TASK OBJECTIVE –
Copy the records from their first line through the line containing "point(132, 101)", requests included, and shift each point in the answers by adding 149 to both of its coordinates. Leave out everything after that line.

* START *

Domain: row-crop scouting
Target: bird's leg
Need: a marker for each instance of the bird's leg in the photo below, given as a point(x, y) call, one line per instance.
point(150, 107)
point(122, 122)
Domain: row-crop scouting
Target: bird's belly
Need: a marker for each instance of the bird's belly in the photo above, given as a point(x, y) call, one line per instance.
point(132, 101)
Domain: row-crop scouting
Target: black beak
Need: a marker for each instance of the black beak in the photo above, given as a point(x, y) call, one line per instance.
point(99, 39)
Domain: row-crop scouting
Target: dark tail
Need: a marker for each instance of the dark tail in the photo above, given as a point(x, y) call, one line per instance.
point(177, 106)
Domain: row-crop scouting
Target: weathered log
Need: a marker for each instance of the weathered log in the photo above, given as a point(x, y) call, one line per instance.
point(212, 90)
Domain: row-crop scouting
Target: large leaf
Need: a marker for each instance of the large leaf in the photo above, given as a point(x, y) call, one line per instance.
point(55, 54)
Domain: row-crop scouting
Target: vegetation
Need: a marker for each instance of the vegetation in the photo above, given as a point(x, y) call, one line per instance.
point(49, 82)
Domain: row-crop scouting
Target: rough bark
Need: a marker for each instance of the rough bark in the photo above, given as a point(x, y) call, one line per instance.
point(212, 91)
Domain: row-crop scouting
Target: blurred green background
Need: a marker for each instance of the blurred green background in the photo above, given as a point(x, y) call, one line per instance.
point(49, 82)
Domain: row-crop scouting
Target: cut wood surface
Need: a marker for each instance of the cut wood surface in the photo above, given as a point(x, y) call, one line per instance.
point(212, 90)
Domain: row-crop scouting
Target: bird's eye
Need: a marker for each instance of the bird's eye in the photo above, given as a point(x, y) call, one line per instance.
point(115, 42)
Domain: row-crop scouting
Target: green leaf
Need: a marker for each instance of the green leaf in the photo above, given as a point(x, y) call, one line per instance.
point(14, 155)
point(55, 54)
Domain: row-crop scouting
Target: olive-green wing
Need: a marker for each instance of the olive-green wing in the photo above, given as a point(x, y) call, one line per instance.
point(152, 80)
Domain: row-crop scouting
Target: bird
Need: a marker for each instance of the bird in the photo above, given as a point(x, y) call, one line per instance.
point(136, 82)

* END *

PROBLEM SOLUTION –
Domain: row-crop scouting
Target: bird's leg
Need: a marker for each instance of the bird's leg in the photo below, given as a point(x, y) call, one line per instance.
point(299, 256)
point(271, 271)
Domain: row-crop scouting
Target: bird's belly
Need: a marker for each instance of the bird's belly in the photo above, given as a point(x, y) call, one line per instance.
point(281, 250)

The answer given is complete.